* Provided passage:
- - -

- Cover to issue 2

Publication information
- Publisher: Marvel Comics
- Schedule: Monthly
- Format: Ongoing series
- Publication date: March — December 2016
- No. of issues: 10
- Main character: Phil Coulson

Creative team
- Written by: Marc Guggenheim
- Artist: Germán Peralta
- Penciller: Germán Peralta
- Inker: Germán Peralta
- Colorist: Rachelle Rosenberg
- Editor(s): Axel Alonso Tom Brevoort Katie Kubert Alanna Smith

= Agents of S.H.I.E.L.D. (comic book) =

Comic book series

Agents of S.H.I.E.L.D. is a comic book Marvel Comics published as a digital ongoing series from 2016 to 2017. It was created after the success of the television series of the same name. It is a sequel to S.H.I.E.L.D., the 2014 series.

==Publication history==
The series has 10 issues and ended in February 2017. The series was written by Marc Guggenheim and drawn by German Peralta. It has had two collections as of January 2017, Agents of S.H.I.E.L.D.: The Coulson Protocols and Agents of S.H.I.E.L.D.: Under New Management.

==Plot==
The series focuses on Agent Coulson, Agent May, Fitz, Simmons, Skye/Daisy, Deathlok and Mockingbird.

==Reception==
The series holds an average rating of 6.2 by 21 professional critics according to review aggregation website Comic Book Roundup. Jennifer Cheng of Comic Book Resources stated that the first issue doesn't add much yet to the franchise, but that it shows flashes of promise.

- - -

* Data for this exercise:
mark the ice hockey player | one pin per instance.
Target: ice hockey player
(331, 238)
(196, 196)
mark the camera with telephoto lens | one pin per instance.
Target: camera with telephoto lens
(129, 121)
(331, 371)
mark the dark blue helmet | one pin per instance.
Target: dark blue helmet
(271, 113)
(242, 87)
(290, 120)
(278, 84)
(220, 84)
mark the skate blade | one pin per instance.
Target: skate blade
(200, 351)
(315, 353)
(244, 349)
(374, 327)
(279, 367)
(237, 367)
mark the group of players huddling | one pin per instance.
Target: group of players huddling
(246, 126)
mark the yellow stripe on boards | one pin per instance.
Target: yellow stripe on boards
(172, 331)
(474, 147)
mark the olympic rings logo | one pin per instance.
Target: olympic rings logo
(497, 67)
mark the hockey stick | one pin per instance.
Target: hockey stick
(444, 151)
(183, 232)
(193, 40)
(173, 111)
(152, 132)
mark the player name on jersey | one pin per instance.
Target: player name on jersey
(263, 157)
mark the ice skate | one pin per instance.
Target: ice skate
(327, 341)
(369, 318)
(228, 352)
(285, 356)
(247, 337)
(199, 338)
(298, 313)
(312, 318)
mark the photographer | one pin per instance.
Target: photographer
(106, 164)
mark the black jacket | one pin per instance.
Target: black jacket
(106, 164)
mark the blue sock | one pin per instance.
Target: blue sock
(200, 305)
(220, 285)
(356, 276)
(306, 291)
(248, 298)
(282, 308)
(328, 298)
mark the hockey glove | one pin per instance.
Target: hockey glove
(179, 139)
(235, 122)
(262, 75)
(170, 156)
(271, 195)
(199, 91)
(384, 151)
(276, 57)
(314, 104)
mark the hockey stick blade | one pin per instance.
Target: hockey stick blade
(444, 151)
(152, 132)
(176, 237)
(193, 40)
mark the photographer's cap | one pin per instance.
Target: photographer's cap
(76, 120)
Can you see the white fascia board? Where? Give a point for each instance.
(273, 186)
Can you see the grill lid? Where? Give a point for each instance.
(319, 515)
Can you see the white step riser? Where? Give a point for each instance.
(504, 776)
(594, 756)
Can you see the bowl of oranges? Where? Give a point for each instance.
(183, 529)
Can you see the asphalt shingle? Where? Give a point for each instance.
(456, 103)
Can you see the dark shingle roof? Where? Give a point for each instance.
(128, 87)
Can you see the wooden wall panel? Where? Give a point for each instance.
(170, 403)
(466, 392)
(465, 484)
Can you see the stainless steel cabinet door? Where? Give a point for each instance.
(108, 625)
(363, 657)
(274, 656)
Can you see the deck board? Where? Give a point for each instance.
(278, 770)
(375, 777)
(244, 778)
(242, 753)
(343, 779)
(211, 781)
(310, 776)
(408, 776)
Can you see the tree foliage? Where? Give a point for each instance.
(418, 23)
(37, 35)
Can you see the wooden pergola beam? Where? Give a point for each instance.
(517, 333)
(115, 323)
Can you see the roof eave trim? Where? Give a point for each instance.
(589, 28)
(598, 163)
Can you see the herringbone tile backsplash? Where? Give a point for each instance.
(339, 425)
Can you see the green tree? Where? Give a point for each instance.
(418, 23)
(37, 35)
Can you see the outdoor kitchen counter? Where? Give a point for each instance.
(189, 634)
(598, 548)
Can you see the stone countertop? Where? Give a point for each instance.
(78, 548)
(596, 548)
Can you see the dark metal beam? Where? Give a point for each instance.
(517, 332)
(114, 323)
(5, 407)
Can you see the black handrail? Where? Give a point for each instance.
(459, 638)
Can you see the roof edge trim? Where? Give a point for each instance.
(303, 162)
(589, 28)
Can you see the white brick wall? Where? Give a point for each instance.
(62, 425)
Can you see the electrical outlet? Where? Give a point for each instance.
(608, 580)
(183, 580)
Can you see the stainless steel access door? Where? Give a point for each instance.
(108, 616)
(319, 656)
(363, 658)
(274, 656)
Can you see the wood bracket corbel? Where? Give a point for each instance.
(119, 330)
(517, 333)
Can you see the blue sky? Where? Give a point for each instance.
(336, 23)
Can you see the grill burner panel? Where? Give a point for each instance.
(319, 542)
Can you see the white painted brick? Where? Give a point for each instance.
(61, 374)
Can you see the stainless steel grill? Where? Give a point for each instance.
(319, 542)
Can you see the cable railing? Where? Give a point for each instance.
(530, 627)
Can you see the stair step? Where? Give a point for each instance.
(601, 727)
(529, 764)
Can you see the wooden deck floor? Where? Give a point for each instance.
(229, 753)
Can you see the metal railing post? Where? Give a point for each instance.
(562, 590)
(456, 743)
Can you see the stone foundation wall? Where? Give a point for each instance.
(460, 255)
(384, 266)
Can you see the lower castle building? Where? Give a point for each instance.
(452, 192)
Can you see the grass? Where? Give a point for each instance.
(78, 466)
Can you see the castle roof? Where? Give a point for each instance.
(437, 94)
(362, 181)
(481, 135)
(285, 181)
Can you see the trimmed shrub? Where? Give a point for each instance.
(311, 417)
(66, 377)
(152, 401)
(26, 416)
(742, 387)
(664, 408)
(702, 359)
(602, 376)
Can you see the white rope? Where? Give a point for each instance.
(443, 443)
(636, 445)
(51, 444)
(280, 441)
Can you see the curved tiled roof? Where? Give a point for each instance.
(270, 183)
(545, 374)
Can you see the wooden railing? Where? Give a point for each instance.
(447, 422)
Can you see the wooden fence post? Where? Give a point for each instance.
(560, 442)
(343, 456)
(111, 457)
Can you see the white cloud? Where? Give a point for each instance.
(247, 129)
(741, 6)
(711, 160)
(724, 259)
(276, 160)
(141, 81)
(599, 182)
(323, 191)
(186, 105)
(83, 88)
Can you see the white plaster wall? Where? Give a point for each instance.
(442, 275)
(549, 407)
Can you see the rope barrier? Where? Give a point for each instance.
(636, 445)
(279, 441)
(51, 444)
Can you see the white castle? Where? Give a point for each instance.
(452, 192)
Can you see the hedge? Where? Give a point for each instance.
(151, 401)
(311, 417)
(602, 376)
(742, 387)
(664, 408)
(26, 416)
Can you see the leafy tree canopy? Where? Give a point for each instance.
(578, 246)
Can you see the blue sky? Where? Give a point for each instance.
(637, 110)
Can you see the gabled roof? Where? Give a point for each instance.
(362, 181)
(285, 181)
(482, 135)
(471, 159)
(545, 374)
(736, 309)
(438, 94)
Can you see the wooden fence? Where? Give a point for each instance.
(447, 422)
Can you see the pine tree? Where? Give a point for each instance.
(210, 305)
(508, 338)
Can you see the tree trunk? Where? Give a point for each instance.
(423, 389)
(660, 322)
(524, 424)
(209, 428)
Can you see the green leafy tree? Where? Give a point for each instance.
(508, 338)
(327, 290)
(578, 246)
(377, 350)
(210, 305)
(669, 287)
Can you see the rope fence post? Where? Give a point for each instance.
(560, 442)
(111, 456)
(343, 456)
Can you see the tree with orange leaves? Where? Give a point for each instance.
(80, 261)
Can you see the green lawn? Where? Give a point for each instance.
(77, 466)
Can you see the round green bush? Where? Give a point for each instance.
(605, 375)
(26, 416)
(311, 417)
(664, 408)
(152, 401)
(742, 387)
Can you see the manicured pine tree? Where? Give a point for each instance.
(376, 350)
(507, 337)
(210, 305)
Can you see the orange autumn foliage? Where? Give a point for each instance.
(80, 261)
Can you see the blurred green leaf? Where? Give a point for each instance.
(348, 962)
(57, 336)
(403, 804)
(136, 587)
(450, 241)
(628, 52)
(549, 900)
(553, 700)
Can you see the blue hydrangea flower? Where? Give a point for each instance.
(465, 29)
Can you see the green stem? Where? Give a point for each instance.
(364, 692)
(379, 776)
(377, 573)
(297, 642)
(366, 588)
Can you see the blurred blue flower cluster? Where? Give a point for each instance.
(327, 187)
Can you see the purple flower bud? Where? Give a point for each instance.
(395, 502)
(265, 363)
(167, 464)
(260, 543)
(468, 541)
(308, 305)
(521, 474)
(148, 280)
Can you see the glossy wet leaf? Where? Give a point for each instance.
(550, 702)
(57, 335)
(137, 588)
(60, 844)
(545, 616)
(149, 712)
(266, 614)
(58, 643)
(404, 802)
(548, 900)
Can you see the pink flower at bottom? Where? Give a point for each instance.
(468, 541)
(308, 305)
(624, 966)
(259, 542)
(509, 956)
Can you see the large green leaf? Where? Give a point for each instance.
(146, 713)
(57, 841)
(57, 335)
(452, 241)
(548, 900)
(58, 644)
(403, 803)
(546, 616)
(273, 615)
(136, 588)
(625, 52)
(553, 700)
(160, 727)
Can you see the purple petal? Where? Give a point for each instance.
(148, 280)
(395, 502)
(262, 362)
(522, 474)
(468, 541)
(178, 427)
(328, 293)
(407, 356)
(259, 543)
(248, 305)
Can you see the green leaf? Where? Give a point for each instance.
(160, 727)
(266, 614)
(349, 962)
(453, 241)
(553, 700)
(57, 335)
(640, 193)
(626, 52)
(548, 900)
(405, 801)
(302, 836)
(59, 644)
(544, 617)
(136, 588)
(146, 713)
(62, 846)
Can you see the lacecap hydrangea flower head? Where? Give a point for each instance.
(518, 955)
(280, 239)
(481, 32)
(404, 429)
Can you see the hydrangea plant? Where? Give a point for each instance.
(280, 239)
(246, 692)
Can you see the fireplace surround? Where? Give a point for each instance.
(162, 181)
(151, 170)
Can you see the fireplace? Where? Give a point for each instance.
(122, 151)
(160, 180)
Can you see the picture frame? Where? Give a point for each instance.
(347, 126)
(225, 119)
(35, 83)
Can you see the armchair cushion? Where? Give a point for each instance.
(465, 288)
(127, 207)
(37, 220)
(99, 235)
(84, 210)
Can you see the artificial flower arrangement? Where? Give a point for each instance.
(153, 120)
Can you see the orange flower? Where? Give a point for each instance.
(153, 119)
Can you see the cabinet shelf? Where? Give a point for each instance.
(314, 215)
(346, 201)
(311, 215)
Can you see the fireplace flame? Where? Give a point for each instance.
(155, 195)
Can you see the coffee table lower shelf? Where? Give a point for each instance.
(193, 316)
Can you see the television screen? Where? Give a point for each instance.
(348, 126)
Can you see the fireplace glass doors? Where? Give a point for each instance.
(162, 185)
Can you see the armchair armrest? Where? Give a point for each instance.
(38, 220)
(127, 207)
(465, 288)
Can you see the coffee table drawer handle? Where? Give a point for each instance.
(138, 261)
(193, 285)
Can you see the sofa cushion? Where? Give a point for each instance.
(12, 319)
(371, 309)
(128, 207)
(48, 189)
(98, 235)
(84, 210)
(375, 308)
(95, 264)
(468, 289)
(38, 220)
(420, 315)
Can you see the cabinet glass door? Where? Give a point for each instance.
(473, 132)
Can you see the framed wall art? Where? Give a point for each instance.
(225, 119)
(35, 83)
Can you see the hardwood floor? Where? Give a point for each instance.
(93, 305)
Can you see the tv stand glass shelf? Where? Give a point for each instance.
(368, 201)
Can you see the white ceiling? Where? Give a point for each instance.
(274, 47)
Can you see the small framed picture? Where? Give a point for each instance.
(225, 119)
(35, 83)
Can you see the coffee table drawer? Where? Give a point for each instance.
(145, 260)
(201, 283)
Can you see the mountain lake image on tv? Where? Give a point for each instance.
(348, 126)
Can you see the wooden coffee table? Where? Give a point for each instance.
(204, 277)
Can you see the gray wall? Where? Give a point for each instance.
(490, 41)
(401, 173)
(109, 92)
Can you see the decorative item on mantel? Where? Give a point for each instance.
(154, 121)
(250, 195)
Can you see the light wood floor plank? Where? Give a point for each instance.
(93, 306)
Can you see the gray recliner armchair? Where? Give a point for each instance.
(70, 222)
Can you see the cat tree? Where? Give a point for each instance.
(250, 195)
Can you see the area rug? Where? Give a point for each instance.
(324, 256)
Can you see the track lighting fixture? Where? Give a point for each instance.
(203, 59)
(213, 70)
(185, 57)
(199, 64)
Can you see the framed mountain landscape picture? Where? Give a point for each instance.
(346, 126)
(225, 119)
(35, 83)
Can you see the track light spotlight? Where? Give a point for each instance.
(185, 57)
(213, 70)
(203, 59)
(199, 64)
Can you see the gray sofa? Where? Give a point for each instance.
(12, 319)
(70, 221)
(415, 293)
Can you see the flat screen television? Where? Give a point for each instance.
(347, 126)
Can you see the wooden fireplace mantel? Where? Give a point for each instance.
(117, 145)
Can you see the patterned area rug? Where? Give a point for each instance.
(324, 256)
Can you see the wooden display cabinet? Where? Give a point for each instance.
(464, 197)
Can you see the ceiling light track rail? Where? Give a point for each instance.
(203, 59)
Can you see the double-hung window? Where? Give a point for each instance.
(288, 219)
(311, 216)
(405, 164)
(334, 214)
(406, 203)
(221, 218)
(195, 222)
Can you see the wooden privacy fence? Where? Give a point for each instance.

- - -

* Goal 1:
Answer these from the Agents of S.H.I.E.L.D. comic article:
(a) Who is listed as the colorist?
(b) The series is a sequel to which earlier series?
(c) What average rating does the series hold on Comic Book Roundup, and from how many professional critics?
* Goal 2:
Rewrite the records from the line containing "Can you see the patterned" through the end of the records, with "wooden" changed to "timber" and every other part left unchanged.

* Answer 1:
(a) Rachelle Rosenberg
(b) S.H.I.E.L.D., the 2014 series
(c) An average rating of 6.2, from 21 professional critics

* Answer 2:
Can you see the patterned area rug? Where? Give a point for each instance.
(324, 256)
Can you see the timber display cabinet? Where? Give a point for each instance.
(464, 197)
Can you see the ceiling light track rail? Where? Give a point for each instance.
(203, 59)
Can you see the double-hung window? Where? Give a point for each instance.
(288, 219)
(311, 216)
(405, 164)
(334, 214)
(406, 203)
(221, 218)
(195, 222)
Can you see the timber privacy fence? Where? Give a point for each instance.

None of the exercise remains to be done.